EXERCISE PROMPT: Render the lines below as a Markdown table with two columns, "No." for the row number and "Text" for the line, skipping any blank lines.

LISTED ENTRIES:
■ ■ ■

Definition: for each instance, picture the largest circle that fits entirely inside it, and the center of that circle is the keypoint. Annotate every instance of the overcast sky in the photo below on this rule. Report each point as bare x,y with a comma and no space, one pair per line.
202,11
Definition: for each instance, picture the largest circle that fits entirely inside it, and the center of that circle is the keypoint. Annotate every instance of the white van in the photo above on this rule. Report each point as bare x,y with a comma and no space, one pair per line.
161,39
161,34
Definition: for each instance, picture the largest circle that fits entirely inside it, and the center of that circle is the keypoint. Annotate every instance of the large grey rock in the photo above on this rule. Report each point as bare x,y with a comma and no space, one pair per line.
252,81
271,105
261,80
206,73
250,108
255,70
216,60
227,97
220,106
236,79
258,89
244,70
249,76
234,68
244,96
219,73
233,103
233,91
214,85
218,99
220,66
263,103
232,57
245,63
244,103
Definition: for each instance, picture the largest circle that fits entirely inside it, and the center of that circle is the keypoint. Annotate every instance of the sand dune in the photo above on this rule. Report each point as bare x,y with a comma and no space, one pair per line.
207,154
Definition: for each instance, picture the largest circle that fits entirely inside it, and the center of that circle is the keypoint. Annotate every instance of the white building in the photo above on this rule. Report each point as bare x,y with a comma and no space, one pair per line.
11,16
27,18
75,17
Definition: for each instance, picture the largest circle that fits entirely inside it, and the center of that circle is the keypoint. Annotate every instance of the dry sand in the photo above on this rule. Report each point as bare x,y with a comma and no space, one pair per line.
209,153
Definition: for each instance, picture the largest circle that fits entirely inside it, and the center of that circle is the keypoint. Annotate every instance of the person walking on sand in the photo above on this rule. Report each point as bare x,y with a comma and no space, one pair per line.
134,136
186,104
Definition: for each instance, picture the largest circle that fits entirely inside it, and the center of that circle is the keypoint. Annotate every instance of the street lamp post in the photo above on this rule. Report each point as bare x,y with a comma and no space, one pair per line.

■ ■ ■

ANSWER BELOW:
| No. | Text |
|---|---|
| 1 | Definition: for each instance, picture the largest circle that fits entirely inside it, and the center of that circle is the keypoint. Annotate every instance of the overcast sky in the photo below on this rule. Report each point as bare x,y with a comma and no space, one pair per line. |
| 2 | 202,11 |
| 3 | Definition: for each instance, picture the largest circle that fits entirely inside it, and the center of that circle is the keypoint. Annotate every instance of the white van in the photo above on this rule. Report each point as bare x,y with a comma and no space, one pair per line. |
| 4 | 161,39 |
| 5 | 161,34 |
| 6 | Definition: for each instance, picture the largest circle that fits entirely inside it, and the center of that circle is the keypoint. Annotate every instance of the large grey rock in the photo above on this rule. Report each point as bare x,y with a comma and no space, one pair per line. |
| 7 | 252,81 |
| 8 | 271,105 |
| 9 | 261,80 |
| 10 | 206,73 |
| 11 | 250,108 |
| 12 | 255,70 |
| 13 | 216,60 |
| 14 | 227,97 |
| 15 | 220,106 |
| 16 | 236,79 |
| 17 | 258,89 |
| 18 | 244,70 |
| 19 | 249,76 |
| 20 | 234,68 |
| 21 | 244,96 |
| 22 | 219,73 |
| 23 | 233,103 |
| 24 | 233,91 |
| 25 | 214,85 |
| 26 | 218,99 |
| 27 | 220,66 |
| 28 | 263,103 |
| 29 | 232,57 |
| 30 | 245,63 |
| 31 | 244,103 |
| 32 | Definition: for each instance, picture the largest circle that fits entirely inside it, and the center of that circle is the keypoint. Annotate every instance of the sand dune in the photo above on this rule. Report each point as bare x,y with a comma and no space, one pair per line. |
| 33 | 207,154 |
| 34 | Definition: for each instance, picture the largest circle that fits entirely inside it, and the center of that circle is the keypoint. Annotate every instance of the white building in the photo above on this rule. Report each point as bare x,y with a comma and no space, one pair per line. |
| 35 | 11,16 |
| 36 | 27,18 |
| 37 | 75,17 |
| 38 | Definition: for each instance, picture the largest circle that fits entirely inside it, and the center of that circle is the keypoint. Annotate every instance of the dry sand in the photo above on this rule. Report each point as bare x,y with a comma and no space, one pair per line. |
| 39 | 209,153 |
| 40 | Definition: for each instance, picture the largest circle that fits entirely inside it, and the center of that circle is the keypoint. Annotate every instance of the person walking on sand in the photo above on this rule. Report each point as bare x,y with a comma and no space, one pair per line. |
| 41 | 134,136 |
| 42 | 186,104 |
| 43 | Definition: for each instance, picture the largest circle that fits entirely inside it, and the center of that circle is the keypoint. Annotate every instance of the street lamp post in the photo above on this rule. Report each point as bare x,y with a comma and no space, one pair per line. |